BAB VII PENGENDALIAN MUTU A. Proses Pengendalian Mutu



Dalam perencanaan sampai dengan pelaksanaan kegiatan di Poli Anak dan Remaja perlu diperhatikan keselamatan pasien dengan melakukan identifikasi resiko terhadap segala kemungkinan yang dapat terjadi pada saat pelaksanaan kegiatan. Upaya pencegahan resiko terhadap pasien harus dilakukan untuk tiap-tiap kegiatan yang akan dilaksanakan. Pengendalian mutu pelayanan klinis merupakan kegiatan untuk mencegah terjadinya masalah terkait pelayanan pengobatan atau mencegah terjadinya kesalahan pengobatan / medikasi (medication error), yang bertujuan untuk keselamatan pasien. Unsur-unsur yang mempengaruhi mutu pelayanan sebagai berikut: a. Unsur masukan (input), yaitu sumber daya manusia, sarana dan prasarana, ketersediaan dana, serta dokumen-dokumen yang diperlukan untuk membantu proses pengendalian mutu seperti Pedoman Pelayanan Ruangan, Kerangka Acuan Kerja, dan Standar Operasional Prosedur (SOP) yang menjadi acuan kerja pelayanan dan dapat diukur untuk mengevaluasi kualitas pelayanan yang diberikan petugas. b. Unsur proses, yaitu tindakan yang dilakukan, komunikasi, dan kerja sama. c. Unsur lingkungan, yaitu kebijakan, organisasi, manajemen, budaya, respon dan tingkat pendidikan masyarakat. Pengendalian mutu pelayanan klinis terintegrasi dengan program pengendalian mutu pelayanan klinis Puskesmas yang dilaksanakan secara berkesinambungan. Kegiatan pengendalian mutu pelayanan klinis meliputi: a. Perencanaan, yaitu menyusun rencana kerja dan cara monitoring dan evaluasi untuk peningkatan mutu standar. b. Pelaksanaan, yaitu: 1. Monitoring dan evaluasi capaian pelaksanaan rencana kerja (membandingkan antara capaian dengan rencana kerja) 2. Memberikan umpan balik terhadap hasil capaian. c. Tindakan hasil monitoring dan evaluasi yaitu: 1. Melakukan perbaikan kualitas pelayanan standar 2. Meningkatkan kualitas pelayanan jika capaian sudah memuaskan.



BAB VIII PENUTUP Pedoman Pelayanan Poli Anak dan Remaja UPT BLUD Puskesmas Puyung ini digunakan sebagai acuan pelaksanaan pelayanan di Poli Anak dan Remaja. Untuk keberhasilan pelaksanaan Pedoman Pelayanan ini diperlukan komitmen dan kerja sama semua pihak. Hal tersebut akan menjadikan pelayanan semakin optimal dan dapat dirasakan manfaatnya oleh pasien dan masyarakat yang pada akhirnya dapat meningkatkan citra puskesmas dan kepuasan terhadap proses pelayanan kepada pasien maupun masyarakat.

PETUNJUK PENGERJAAN
[A] Tuliskan kembali secara persis bagian teks tentang pengendalian mutu di Poli Anak dan Remaja, mulai dari "BAB VIII PENUTUP" sampai dengan "pasien maupun masyarakat.".
[B] Menurut teks tentang pengendalian mutu di Poli Anak dan Remaja, apa saja yang termasuk unsur proses?

Data penandaan titik pada gambar
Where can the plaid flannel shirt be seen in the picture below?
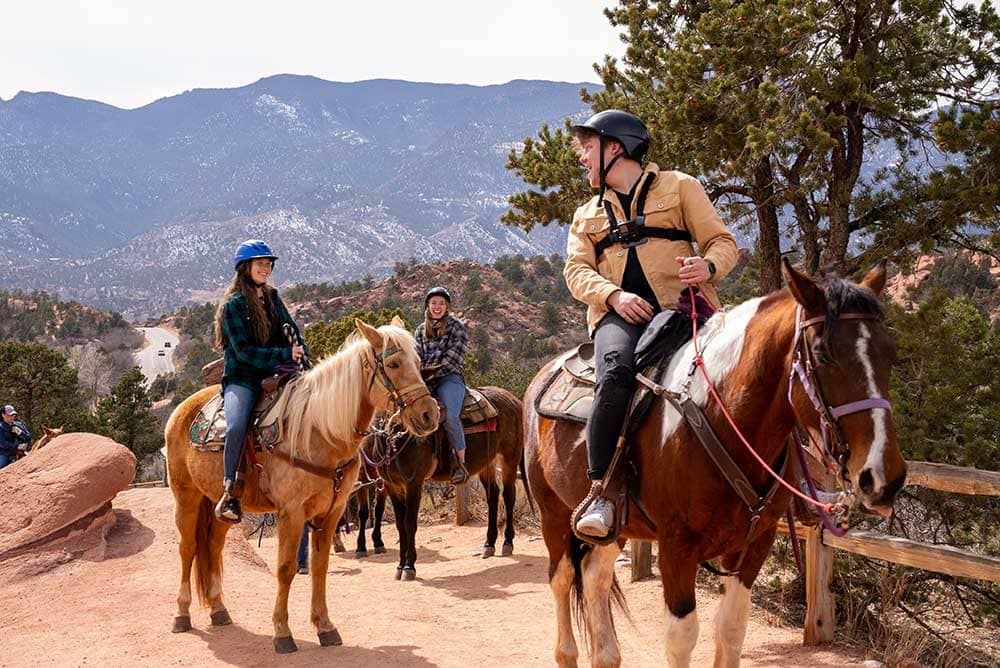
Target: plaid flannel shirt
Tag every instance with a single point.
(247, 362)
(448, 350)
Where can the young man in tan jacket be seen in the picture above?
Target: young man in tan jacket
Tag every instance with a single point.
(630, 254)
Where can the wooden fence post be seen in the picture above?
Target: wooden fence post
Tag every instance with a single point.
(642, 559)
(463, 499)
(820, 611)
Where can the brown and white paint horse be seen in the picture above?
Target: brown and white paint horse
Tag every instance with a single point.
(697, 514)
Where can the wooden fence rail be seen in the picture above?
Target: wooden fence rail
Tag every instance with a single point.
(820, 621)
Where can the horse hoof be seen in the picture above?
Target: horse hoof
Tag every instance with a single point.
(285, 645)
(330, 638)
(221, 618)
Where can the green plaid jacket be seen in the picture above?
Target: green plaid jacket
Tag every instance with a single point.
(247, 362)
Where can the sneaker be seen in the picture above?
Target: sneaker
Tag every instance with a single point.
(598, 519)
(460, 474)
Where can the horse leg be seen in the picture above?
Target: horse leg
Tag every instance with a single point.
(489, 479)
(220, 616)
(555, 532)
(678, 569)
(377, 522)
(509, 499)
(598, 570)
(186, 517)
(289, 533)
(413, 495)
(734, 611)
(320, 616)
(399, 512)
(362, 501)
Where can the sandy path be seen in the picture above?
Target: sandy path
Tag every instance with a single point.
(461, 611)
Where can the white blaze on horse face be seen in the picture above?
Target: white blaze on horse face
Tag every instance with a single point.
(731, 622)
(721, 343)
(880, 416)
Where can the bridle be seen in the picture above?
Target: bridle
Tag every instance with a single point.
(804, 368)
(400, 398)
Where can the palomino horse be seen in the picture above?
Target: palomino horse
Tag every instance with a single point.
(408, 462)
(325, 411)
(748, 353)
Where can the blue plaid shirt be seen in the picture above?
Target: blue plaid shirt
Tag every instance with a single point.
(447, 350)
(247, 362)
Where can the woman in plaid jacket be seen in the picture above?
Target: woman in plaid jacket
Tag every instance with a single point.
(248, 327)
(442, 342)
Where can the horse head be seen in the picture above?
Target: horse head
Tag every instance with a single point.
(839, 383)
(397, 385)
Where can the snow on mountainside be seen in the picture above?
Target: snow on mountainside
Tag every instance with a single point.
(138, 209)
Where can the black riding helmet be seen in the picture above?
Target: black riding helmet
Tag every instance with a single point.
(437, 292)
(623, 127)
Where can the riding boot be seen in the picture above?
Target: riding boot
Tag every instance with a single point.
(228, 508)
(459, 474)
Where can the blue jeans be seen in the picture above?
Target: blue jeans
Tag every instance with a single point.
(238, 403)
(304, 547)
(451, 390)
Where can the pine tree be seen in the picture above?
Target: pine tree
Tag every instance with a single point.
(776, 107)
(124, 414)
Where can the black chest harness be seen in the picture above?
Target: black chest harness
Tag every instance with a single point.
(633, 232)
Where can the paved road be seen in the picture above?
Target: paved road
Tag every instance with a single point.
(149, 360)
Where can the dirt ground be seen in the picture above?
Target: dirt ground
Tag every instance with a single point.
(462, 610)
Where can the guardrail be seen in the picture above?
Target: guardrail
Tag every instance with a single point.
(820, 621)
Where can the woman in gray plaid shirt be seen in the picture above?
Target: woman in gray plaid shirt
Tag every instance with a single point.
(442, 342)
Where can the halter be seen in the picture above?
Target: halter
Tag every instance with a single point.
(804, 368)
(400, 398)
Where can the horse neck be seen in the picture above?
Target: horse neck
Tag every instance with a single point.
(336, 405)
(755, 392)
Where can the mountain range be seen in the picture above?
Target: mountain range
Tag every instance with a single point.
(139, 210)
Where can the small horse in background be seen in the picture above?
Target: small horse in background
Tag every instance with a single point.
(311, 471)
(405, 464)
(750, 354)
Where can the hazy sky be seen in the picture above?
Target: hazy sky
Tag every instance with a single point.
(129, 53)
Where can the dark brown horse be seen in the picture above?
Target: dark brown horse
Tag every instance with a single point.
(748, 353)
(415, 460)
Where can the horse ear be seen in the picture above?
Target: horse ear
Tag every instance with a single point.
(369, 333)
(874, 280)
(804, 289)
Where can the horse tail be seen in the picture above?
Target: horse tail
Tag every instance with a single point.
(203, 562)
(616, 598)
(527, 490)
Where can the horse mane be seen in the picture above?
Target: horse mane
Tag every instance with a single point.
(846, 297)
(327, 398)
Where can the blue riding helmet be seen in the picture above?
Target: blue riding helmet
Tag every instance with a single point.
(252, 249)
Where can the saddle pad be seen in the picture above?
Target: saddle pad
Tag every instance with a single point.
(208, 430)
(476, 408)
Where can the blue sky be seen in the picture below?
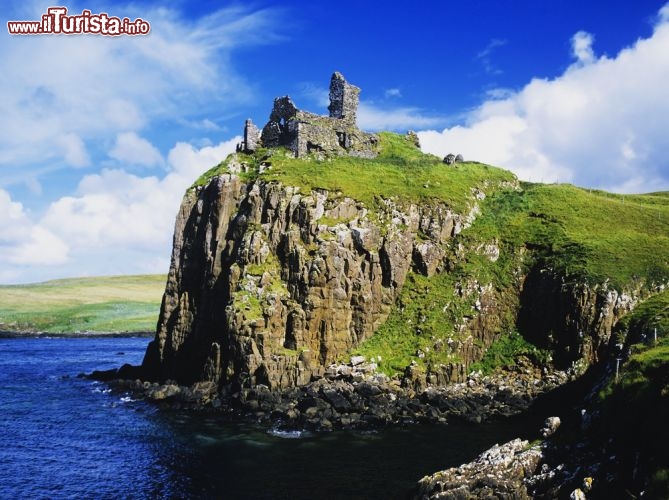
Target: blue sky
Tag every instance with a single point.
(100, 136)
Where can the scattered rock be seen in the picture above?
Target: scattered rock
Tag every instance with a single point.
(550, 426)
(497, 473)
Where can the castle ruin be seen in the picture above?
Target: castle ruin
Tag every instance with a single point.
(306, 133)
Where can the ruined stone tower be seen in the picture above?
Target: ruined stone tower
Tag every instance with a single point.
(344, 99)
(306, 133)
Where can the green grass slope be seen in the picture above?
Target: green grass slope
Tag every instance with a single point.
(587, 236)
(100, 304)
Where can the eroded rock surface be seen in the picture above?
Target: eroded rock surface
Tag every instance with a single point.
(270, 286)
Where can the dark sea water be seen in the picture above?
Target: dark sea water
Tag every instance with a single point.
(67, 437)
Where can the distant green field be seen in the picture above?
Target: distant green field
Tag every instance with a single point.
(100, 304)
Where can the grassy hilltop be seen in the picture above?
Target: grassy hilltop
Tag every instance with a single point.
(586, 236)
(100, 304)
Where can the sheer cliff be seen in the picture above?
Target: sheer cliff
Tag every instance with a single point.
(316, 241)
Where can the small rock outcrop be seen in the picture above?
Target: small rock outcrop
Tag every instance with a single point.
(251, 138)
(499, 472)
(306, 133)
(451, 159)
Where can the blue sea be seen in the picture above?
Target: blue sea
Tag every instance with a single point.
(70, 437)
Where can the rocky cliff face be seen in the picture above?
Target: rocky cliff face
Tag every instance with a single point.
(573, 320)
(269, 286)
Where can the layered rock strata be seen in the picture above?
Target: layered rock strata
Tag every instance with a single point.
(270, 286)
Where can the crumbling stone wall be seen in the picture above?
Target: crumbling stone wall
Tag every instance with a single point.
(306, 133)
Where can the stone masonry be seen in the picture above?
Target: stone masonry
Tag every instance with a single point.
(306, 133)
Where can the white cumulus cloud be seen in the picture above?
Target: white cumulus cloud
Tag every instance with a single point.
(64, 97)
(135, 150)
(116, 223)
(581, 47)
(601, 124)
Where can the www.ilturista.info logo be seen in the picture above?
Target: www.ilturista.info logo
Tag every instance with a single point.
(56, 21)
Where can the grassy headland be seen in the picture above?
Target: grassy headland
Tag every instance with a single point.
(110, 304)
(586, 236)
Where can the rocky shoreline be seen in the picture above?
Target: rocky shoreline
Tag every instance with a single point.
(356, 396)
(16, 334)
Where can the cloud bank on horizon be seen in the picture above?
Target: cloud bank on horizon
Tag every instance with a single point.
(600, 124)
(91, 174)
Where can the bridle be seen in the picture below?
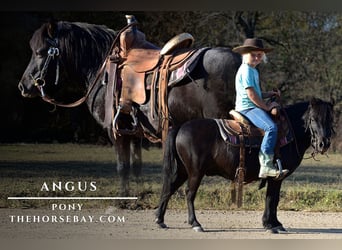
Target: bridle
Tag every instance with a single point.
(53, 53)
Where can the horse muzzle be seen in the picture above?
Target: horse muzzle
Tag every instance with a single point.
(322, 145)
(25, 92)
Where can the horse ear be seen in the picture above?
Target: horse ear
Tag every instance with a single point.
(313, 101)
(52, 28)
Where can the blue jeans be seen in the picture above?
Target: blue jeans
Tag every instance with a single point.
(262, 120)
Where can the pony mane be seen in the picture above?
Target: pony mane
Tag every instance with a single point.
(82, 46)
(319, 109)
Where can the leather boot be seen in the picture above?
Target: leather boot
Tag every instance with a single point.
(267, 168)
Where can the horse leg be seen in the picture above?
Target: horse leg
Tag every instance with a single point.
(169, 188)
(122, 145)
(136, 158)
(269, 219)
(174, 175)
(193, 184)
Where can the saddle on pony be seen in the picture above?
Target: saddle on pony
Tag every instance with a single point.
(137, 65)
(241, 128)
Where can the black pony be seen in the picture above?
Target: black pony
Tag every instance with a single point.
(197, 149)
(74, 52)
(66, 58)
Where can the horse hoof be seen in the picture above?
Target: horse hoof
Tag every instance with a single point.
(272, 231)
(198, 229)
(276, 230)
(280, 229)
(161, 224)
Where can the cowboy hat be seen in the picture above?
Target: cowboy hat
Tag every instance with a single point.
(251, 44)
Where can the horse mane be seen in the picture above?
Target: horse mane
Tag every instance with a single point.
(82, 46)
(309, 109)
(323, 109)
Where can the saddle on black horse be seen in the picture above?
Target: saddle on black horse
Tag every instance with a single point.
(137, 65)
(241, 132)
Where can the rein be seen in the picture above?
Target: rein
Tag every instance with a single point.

HASIL LATIHAN
[A]
BAB VIII PENUTUP Pedoman Pelayanan Poli Anak dan Remaja UPT BLUD Puskesmas Puyung ini digunakan sebagai acuan pelaksanaan pelayanan di Poli Anak dan Remaja. Untuk keberhasilan pelaksanaan Pedoman Pelayanan ini diperlukan komitmen dan kerja sama semua pihak. Hal tersebut akan menjadikan pelayanan semakin optimal dan dapat dirasakan manfaatnya oleh pasien dan masyarakat yang pada akhirnya dapat meningkatkan citra puskesmas dan kepuasan terhadap proses pelayanan kepada pasien maupun masyarakat.

[B] Tindakan yang dilakukan, komunikasi, dan kerja sama.